-- START OF Selected extract --

There was a time, long ago, when fantasy movies didn’t look like Peter Jackson’s Lord of the Rings trilogy. That’s not to say that there’s anything wrong with those excellent movies, but they’ve dominated our cultural idea of fantasy fiction for more than two decades now, and it’s important to remember that genres aren’t locked into just one aesthetic. So it’s a good thing that Netflix just added Conan the Destroyer, the second movie in the Conan series, a throwback and distinctly un-Tolkien version of fantasy that feels pulled directly from the pages of Heavy Metal magazine.
While Netflix only has the second movie at the moment, it’s well worth catching up on both entries of Conan’s cinematic adventures. Conan the Barbarian tells the mythical story of the barbarian king, played by Arnold Schwarzenegger, whose family is murdered in front of him by the raving snake-cult hordes of Thulsa Doom, played with exceptional menace by James Earl Jones. After years of surviving the fighting pits, and a few more years of adventuring, Conan finally takes his revenge on the cult that killed his family.
Directed by John Milius, co-writer of Apocalypse Now and co-creator of HBO’s Rome, Conan the Barbarian’s fantasy looks more Mad Max than Middle-earth. The whole thing is shot in the deserts and mountains of Spain, which gives the world a gorgeous arid look. Even the movie’s many castles, palaces, and lairs feel distinctly uncivilized. All of these details make the entire look of the film a perfect match for this violent tale.

-- END OF Selected extract --
-- START OF Extracted records --

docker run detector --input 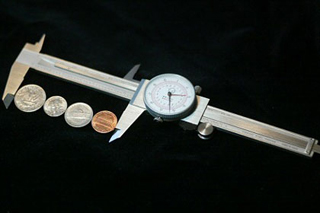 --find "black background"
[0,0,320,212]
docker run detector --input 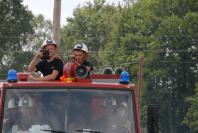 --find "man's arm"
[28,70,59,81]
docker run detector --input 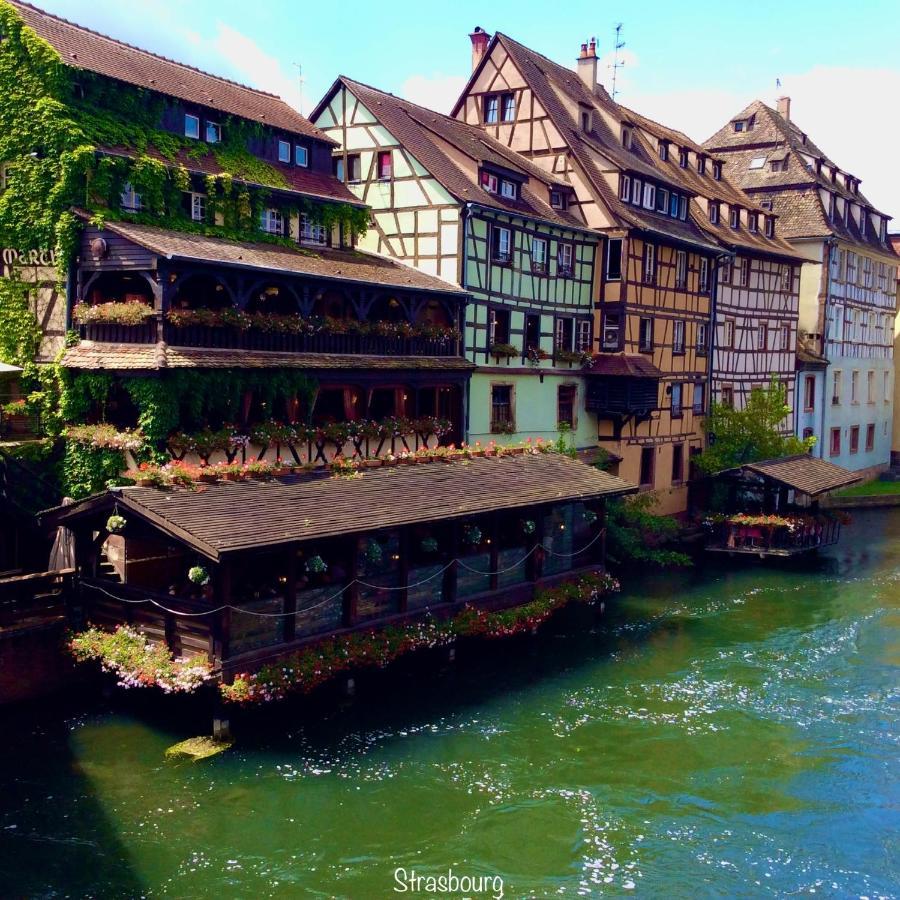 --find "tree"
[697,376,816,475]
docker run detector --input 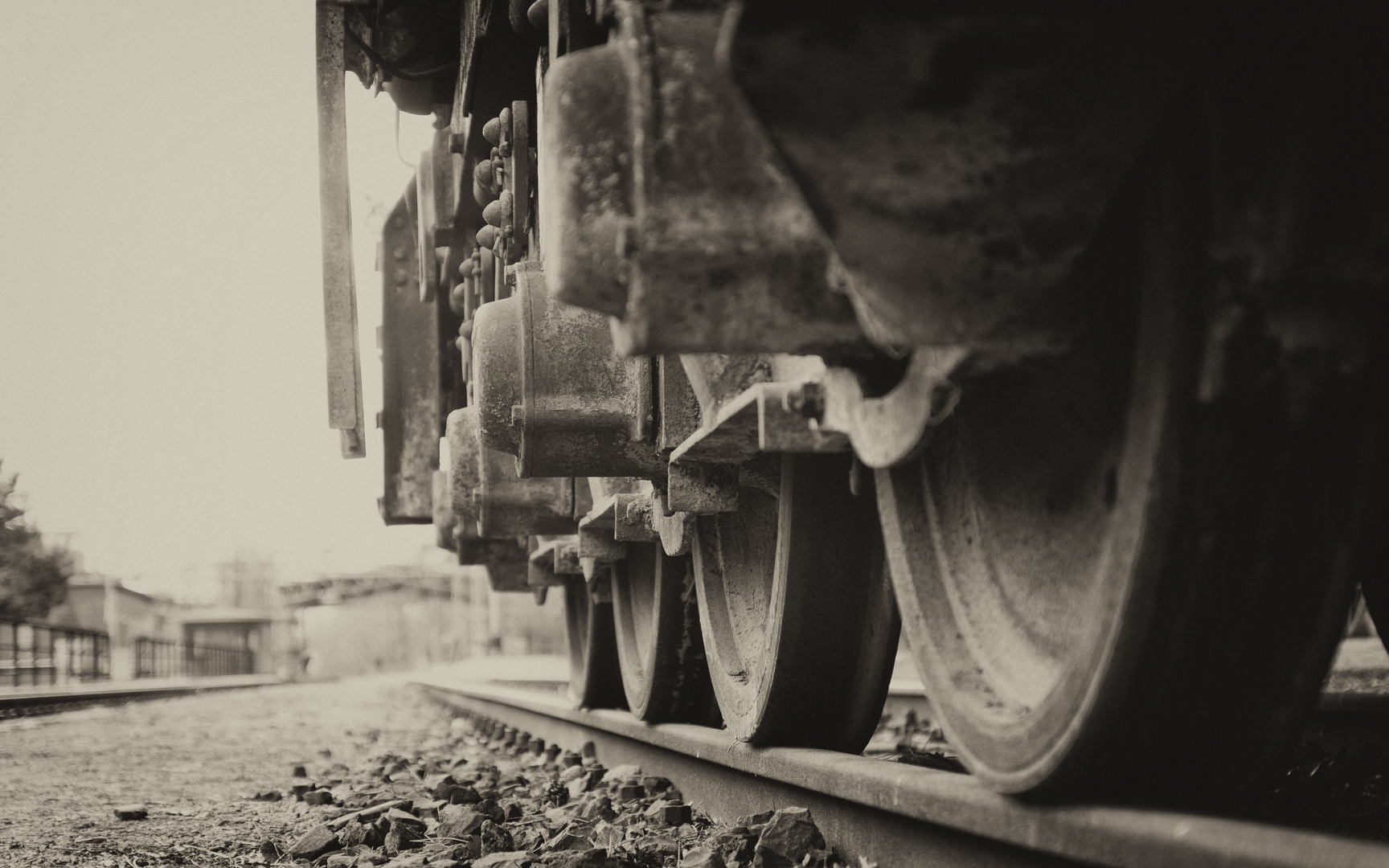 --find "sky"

-- END OF Extracted records --

■ Task objective: Write out the entire article about the Conan movies word for word, from its first sentence to its last. The saved entries are a separate set of material from the article.

■ Answer to the problem:
There was a time, long ago, when fantasy movies didn’t look like Peter Jackson’s Lord of the Rings trilogy. That’s not to say that there’s anything wrong with those excellent movies, but they’ve dominated our cultural idea of fantasy fiction for more than two decades now, and it’s important to remember that genres aren’t locked into just one aesthetic. So it’s a good thing that Netflix just added Conan the Destroyer, the second movie in the Conan series, a throwback and distinctly un-Tolkien version of fantasy that feels pulled directly from the pages of Heavy Metal magazine.
While Netflix only has the second movie at the moment, it’s well worth catching up on both entries of Conan’s cinematic adventures. Conan the Barbarian tells the mythical story of the barbarian king, played by Arnold Schwarzenegger, whose family is murdered in front of him by the raving snake-cult hordes of Thulsa Doom, played with exceptional menace by James Earl Jones. After years of surviving the fighting pits, and a few more years of adventuring, Conan finally takes his revenge on the cult that killed his family.
Directed by John Milius, co-writer of Apocalypse Now and co-creator of HBO’s Rome, Conan the Barbarian’s fantasy looks more Mad Max than Middle-earth. The whole thing is shot in the deserts and mountains of Spain, which gives the world a gorgeous arid look. Even the movie’s many castles, palaces, and lairs feel distinctly uncivilized. All of these details make the entire look of the film a perfect match for this violent tale.